*Material shown:*
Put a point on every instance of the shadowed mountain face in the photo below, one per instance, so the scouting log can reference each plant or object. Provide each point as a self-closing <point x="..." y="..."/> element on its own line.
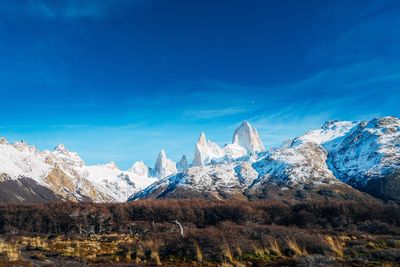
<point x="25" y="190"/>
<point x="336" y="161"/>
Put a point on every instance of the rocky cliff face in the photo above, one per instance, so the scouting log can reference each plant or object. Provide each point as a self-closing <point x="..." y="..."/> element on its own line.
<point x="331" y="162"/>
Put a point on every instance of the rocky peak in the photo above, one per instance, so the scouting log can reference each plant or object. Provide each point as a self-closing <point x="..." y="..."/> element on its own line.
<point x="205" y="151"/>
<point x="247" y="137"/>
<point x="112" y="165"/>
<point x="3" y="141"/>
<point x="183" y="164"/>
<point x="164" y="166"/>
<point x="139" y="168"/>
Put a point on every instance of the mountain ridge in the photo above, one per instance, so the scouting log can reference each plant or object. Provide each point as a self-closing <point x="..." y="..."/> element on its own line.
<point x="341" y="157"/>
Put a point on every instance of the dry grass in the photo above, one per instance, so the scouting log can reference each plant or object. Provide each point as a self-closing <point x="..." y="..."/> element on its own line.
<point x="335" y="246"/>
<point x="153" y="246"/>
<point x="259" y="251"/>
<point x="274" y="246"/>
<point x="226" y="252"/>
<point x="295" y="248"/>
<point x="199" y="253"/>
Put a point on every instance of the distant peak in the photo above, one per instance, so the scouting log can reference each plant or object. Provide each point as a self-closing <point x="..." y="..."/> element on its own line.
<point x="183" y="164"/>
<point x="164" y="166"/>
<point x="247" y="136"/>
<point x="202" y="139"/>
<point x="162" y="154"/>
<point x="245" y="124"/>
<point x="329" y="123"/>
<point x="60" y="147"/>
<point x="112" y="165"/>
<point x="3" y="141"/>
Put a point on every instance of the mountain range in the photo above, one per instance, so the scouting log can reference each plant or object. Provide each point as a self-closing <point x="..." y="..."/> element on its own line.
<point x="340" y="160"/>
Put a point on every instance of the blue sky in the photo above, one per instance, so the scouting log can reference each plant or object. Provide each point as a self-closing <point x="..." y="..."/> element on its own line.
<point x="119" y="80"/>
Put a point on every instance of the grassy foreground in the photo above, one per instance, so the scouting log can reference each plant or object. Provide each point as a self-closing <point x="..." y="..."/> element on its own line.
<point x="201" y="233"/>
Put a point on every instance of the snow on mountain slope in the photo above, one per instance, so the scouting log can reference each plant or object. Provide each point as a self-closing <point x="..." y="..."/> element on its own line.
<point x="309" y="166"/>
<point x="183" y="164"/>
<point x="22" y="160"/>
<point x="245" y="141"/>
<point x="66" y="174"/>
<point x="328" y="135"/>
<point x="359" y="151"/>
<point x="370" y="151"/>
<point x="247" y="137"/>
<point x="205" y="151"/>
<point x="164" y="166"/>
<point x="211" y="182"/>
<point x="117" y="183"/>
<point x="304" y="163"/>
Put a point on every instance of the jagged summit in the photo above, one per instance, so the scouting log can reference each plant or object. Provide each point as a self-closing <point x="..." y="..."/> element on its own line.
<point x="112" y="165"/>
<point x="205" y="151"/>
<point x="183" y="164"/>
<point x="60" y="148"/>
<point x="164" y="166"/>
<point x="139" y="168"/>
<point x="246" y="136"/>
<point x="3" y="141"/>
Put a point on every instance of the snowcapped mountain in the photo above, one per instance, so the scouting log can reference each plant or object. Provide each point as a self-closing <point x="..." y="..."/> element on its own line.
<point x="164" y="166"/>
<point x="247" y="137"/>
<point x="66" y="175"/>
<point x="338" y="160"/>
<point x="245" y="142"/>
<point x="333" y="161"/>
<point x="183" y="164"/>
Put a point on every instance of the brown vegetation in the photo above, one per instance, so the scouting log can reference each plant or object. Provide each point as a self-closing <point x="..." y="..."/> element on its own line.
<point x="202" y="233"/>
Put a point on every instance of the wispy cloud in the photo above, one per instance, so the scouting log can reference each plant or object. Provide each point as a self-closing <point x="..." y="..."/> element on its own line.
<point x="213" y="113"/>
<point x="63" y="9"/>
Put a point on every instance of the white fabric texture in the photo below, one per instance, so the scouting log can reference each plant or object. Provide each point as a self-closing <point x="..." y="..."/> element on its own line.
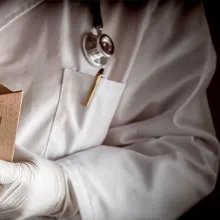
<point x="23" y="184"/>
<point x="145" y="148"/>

*Exercise details:*
Quote precisely the lines of the data from the line containing "Put a point on every instance of the wispy" through its final line, both included, excluding pictures.

*Written solution:*
Put a point on every instance of the wispy cloud in the photo above, one per instance, so the scouting log can reference each plant or object. Provide each point as a self-closing <point x="..." y="..."/> element on its own line.
<point x="213" y="113"/>
<point x="63" y="9"/>
Put a point on every instance of the white fabric texture in the photo below, one per instance, so the scouting log can reference each plant or object. Provide each point as a self-closing <point x="..." y="..."/> element on its own line.
<point x="23" y="184"/>
<point x="145" y="148"/>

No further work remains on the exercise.